__TASK SET__.
**1.** Rewrite the passage on strange historical cultures and fantasy, starting at "There are so" and ending at "a righteous cause.", with "ambiguity" swapped for "doubt" at every occurrence.
**2.** Extend the passage on strange historical cultures and fantasy settings, picking up after its final sentence.

__SOURCE PASSAGE__.
+++
Something I find quite interesting about human history are the examples of cultural consciousness that seems so strange to me today so as to be almost alien:
- The aztecs had the most gory of human sacrifice rituals to keep the sun revolving and prevent the world's end.
- In medieval times, oaths were so culturally strong, whole society and law codes could be written around them.
- In the 1970s, Khmer Rouge emptied the cities and towns of cambodia and killed people with glasses for showing signs of literacy in a fanatic "return to the roots" movements.
- For thousands of years, the pharaos of Egypt constructed enormous pyramids as launch platforms to the afterlife for themselves.
- For over four centuries, the city-state of Sparta cultivated a society built on a ruling caste/tribe that was focused almost exclusively on warfare, brutally governing a much larger subjugated tribe (the helots) that kepts the wheels turning.
- The Dutch East India Company - A multinational conglomerate that was its own pseudo-government, with an army, currency and trading arm.
- Whatever really happened on Easter Island, it was bound to be weird.
There are so many grandly weird, and often grim, possibilities for societal and cultural expressions that it boggles my mind that the human psyche can be so variegated. Most of which we will never even know about, as they were never written about - And fantasy is to me like a great vehicle for exploring that. It seems reductive to me to just task fantasy gaming to modern issues and then simply re-enact those with medieval clothes and magic.
Some of those possibilities do involve very little ambiguity. Sure, not all germans in 1944 were evil. But there was no ambiguity about the fact that if you met a nazi soldier on the battlefield, you could shoot him down knowing you had done so for a righteous cause.
So yes, perhaps there is a point also to having orcs as rampaging hordes with few shades of grey. I don't need all my fantasy cultural expressions to tick the "but back home they are just like you and me" box. The question for me is rather - What kind of setting assumption does having rampaging hordes enforce and does that fit the setting? For running a 1e "Savage Frontier" FR campaign, I would say it definitely has a place.
+++
__GIVEN MATERIAL__.
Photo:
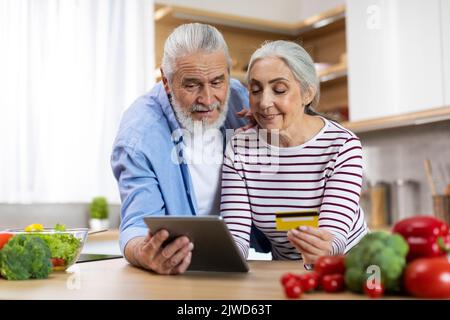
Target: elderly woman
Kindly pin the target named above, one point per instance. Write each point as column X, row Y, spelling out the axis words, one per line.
column 294, row 161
+++
__PER-TASK OUTPUTS__.
**1.**
There are so many grandly weird, and often grim, possibilities for societal and cultural expressions that it boggles my mind that the human psyche can be so variegated. Most of which we will never even know about, as they were never written about - And fantasy is to me like a great vehicle for exploring that. It seems reductive to me to just task fantasy gaming to modern issues and then simply re-enact those with medieval clothes and magic.
Some of those possibilities do involve very little doubt. Sure, not all germans in 1944 were evil. But there was no doubt about the fact that if you met a nazi soldier on the battlefield, you could shoot him down knowing you had done so for a righteous cause.

**2.**
In similar vein, I prefer elves to be distinctly non-human in their psychology. I like the idea that where humans have a morality switch (that can span a wide spectrum) I see elves having an aesthetic switch instead. So yeah, maybe killing is undesirable. Because it is so gory. But that's a fundamentally inhuman approach to explore within the bounds of fantasy. That's how Paul Anderson's elves strike me as operating.
The times I've run through the "what's it like for the orcs?" scenarios in my head, I tend to end up in a worldview of them being in a somewhat similar place as the neanderthals were when on the verge of being wiped out by the homo sapiens. Pushed to the wilderness by the civilisation of mankind - and there having the numbers and inclination to fight back aggressively. Having a quite involved patron deity hammering the same themes over and over, as the shamanic cheerleader of all tribes, probably does a lot to reinforce the whole mentality.
Spartan councils decided if infants should live or die based on their apparent fitness for the warrior life. Orcs I am sure have even more brutal rituals to weed out whatever exceptions to their cruel life may appear. The net effect is an effectively 'evil' race, whether by cultural upbringing or genetics. I find the cultural upbringing more interesting to explore, but for the people being raided, the difference is presumably negligible.
As for orcs society 'back home', I tend to see it orc settlements as essentially slave-based. But unlike the vikings or spartans, they have no interest in their slaves procreating, or using them as trade, etc. They are to be used up until they die. Hence the regular need for raids.